Data to examine:

== Segment start ==

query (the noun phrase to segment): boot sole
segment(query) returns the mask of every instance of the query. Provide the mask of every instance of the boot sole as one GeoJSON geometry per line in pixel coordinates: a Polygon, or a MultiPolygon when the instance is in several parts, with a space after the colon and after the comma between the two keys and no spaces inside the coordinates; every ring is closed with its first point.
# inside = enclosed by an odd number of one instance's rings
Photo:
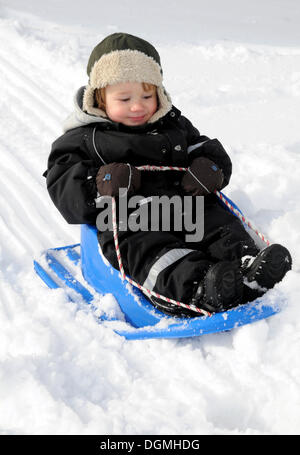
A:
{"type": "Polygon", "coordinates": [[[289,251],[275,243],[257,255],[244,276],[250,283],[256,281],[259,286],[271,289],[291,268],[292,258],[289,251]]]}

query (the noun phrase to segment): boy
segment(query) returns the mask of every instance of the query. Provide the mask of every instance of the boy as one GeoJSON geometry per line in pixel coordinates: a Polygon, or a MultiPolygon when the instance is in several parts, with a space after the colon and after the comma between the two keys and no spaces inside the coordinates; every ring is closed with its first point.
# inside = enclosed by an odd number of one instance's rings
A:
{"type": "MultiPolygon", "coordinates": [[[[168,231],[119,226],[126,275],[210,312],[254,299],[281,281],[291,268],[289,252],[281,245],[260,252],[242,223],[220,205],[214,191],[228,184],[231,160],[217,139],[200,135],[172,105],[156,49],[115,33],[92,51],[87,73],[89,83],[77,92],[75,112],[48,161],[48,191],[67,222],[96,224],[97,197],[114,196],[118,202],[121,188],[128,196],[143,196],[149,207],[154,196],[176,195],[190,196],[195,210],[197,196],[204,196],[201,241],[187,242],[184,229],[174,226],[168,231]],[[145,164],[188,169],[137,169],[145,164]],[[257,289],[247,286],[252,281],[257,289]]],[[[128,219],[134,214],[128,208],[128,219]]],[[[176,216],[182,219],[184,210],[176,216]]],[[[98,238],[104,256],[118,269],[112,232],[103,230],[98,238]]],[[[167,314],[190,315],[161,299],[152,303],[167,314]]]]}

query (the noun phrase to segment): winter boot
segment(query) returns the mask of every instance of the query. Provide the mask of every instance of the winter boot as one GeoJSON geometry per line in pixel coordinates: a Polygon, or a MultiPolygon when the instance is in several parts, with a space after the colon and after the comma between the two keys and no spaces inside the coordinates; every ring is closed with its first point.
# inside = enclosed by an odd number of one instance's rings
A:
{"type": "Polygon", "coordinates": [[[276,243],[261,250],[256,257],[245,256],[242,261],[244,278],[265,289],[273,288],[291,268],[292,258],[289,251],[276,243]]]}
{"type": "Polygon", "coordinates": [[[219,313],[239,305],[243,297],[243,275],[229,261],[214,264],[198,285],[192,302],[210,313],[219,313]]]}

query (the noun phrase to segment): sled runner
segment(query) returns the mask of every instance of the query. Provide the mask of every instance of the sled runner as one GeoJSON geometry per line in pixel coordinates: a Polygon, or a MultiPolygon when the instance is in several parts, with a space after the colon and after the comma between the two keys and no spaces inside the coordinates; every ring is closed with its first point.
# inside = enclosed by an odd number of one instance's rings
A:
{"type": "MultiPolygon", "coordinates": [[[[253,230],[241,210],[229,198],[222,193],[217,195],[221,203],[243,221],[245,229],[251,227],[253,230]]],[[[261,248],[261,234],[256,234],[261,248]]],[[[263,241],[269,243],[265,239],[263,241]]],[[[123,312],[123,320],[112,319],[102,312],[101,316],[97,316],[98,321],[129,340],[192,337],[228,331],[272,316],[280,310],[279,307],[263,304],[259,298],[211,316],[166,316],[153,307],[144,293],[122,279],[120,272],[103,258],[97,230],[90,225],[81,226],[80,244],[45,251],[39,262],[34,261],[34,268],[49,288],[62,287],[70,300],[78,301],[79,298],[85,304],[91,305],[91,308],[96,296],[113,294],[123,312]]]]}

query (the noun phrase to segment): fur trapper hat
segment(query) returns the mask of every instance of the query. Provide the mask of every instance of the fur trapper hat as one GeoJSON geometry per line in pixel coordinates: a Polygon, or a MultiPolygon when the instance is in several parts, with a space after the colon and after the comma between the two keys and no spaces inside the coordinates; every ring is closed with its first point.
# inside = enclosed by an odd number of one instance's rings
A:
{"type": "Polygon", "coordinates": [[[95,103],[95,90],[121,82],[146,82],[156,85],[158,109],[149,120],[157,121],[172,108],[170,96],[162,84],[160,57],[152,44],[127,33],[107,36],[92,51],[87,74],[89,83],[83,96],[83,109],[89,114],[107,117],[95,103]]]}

== Segment end ==
== Segment start ==

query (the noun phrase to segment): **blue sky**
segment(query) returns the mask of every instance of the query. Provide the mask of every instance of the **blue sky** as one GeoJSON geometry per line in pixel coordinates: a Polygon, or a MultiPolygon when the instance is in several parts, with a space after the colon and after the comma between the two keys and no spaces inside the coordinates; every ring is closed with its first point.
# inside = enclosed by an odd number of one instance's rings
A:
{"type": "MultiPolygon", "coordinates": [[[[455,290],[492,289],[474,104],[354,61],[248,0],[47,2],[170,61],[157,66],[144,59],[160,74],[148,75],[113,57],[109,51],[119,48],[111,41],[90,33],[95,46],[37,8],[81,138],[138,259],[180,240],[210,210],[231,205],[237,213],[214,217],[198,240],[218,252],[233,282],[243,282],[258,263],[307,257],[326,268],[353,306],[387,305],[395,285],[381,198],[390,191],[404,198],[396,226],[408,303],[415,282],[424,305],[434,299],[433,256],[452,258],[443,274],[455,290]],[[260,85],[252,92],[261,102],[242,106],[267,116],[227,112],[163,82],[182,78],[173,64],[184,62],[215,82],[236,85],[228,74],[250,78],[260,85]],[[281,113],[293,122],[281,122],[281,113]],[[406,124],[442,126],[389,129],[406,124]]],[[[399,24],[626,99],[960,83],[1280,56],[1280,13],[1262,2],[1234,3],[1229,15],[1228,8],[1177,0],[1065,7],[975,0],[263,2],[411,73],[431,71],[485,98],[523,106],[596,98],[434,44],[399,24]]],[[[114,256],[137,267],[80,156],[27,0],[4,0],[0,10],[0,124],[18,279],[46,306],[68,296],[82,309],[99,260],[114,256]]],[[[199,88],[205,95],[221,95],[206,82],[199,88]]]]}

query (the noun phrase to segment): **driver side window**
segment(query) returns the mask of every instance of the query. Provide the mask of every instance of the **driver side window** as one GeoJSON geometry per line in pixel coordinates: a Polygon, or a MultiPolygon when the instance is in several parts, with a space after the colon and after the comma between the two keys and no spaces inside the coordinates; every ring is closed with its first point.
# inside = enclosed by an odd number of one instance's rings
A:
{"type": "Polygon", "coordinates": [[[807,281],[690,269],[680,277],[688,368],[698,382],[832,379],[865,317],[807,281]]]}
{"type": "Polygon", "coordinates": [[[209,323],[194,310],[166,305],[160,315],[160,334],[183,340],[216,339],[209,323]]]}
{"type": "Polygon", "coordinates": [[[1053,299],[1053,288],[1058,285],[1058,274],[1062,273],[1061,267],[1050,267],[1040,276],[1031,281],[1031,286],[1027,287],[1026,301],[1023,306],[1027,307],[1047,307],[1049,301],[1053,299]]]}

== Segment end ==

Go through the listing above and return every line where the word "phrase" occurs.

Output of the exercise:
query (the noun phrase to segment): boot sole
query (the noun phrase to segment): boy
query (the noun phrase to segment): winter boot
query (the noun phrase to segment): sled runner
query (the noun phrase to segment): fur trapper hat
query (the noun phrase to segment): **blue sky**
query (the noun phrase to segment): **driver side window**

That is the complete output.